Semiconductor laser showing reduced sensitivity to disturbances

Abstract

A semiconductor laser, contains at least one absorbing layer (8) in its laser resonator, said absorbing layer reducing the transmission TRes of the laser radiation (10) in the laser resonator for the purpose of decreasing the sensitivity of the semiconductor laser to disturbances created by radiation (9) fed back into the laser resonator. This reduces fluctuations in the output power due to fed-back radiation (9).

Description

The invention relates to a semiconductor laser, in particular a single-mode semiconductor laser.

This patent application claims the priority of German Patent Application 10313609.6-33, the disclosure content of which is hereby incorporated by reference.

Lasers having a good beam quality, high coherence length and low spectral width are desirable or even necessary for many applications. These properties can be obtained in particular with single-mode lasers, such as, for example, DFB lasers, trapezoidal lasers or surface emitting semiconductor lasers (VCSEL—Vertical Cavity Surface Emitting Laser).

The abovementioned lasers have a great sensitivity to fed-back light. In the context of the invention, fed-back light is understood to mean that proportion of the radiation emitted by the semiconductor laser which is scattered or reflected back into the semiconductor laser from external objects. The phase of the fed-back light depends on the optical path covered and thus on the distance between the scattering or reflecting object and the semiconductor laser. Depending on the phase, the fed-back light interferes constructively or destructively with the radiation of the semiconductor laser. Even small changes in the distance between the scattering or reflecting object and the semiconductor laser of a fraction of the emitted light wavelength can change the phase of the fed-back light in such a way that a change between constructive and destructive interference takes place. Small fluctuations of the optical system or a movement of the reflecting or scattering object thereby bring about a noise ΔP of the output power P of the semiconductor laser. This noise or the ratio of the noise to the output power ΔP/P of the semiconductor laser is a measure of the sensitivity to disturbances.

One possibility for reducing the sensitivity of a semiconductor laser to fed-back light consists in fitting absorbing or reflecting elements outside the laser resonator, said elements preventing fed-back light from penetrating into the laser resonator. However, this is technically very complicated in part.
+++++
◆ **WHAT THE TASK ASKS**
Output the part of the semiconductor laser text that starts at "Lasers having a" and ends at "Surface Emitting Laser).", copied word for word. Answer using only the text above.

◆ **SUPPLIED MATERIAL**
+++++
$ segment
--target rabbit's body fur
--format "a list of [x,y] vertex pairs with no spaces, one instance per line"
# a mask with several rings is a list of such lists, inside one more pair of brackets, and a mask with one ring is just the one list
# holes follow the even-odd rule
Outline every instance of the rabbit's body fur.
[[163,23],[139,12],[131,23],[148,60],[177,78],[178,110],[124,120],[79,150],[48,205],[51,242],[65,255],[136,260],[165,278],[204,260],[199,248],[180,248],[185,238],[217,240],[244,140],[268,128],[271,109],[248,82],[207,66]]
+++++
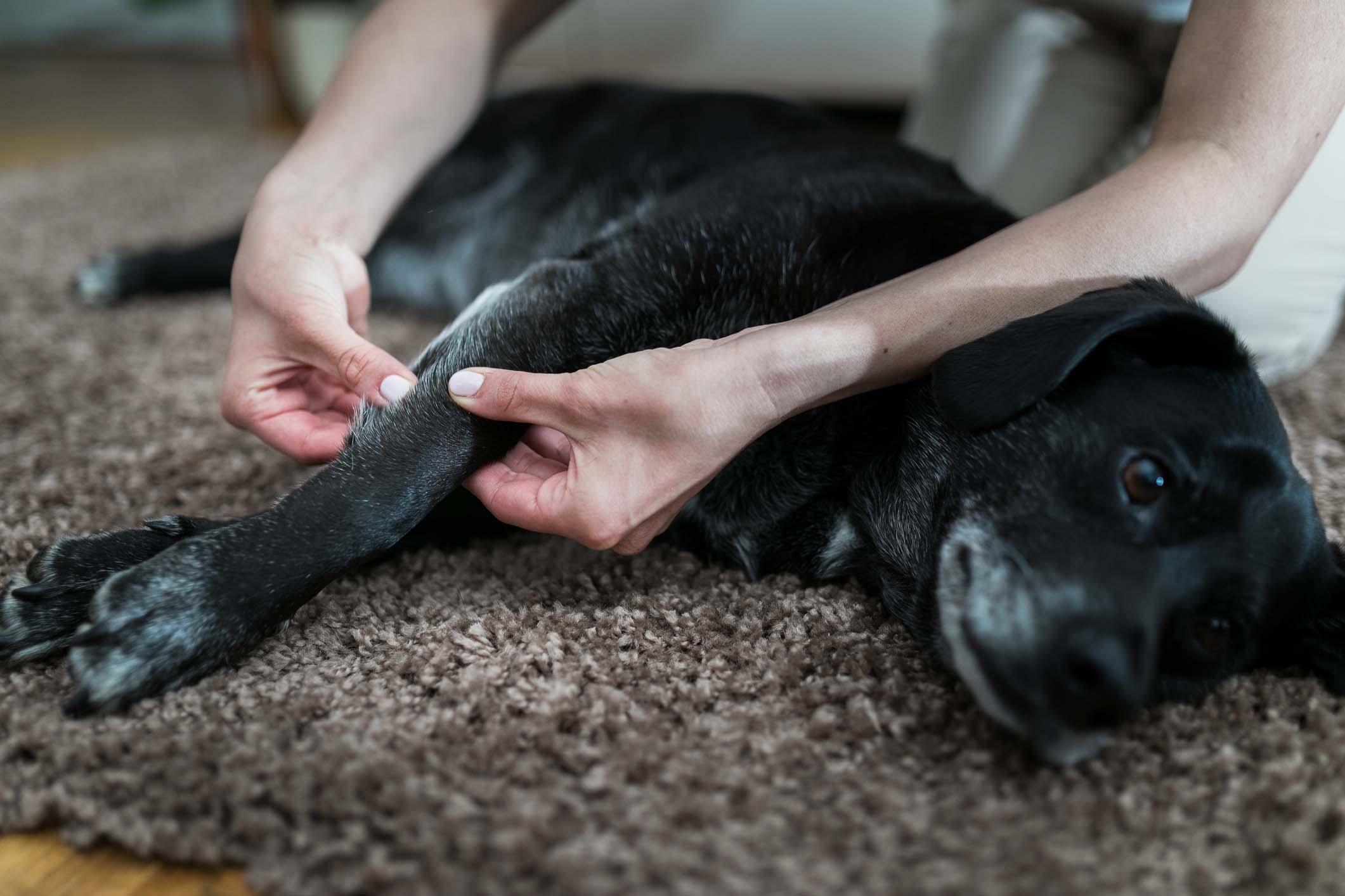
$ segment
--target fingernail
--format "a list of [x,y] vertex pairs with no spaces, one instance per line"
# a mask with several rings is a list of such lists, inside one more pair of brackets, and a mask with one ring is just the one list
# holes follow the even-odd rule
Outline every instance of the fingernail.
+++++
◆ **REPLY**
Lasers having a good beam quality, high coherence length and low spectral width are desirable or even necessary for many applications. These properties can be obtained in particular with single-mode lasers, such as, for example, DFB lasers, trapezoidal lasers or surface emitting semiconductor lasers (VCSEL—Vertical Cavity Surface Emitting Laser).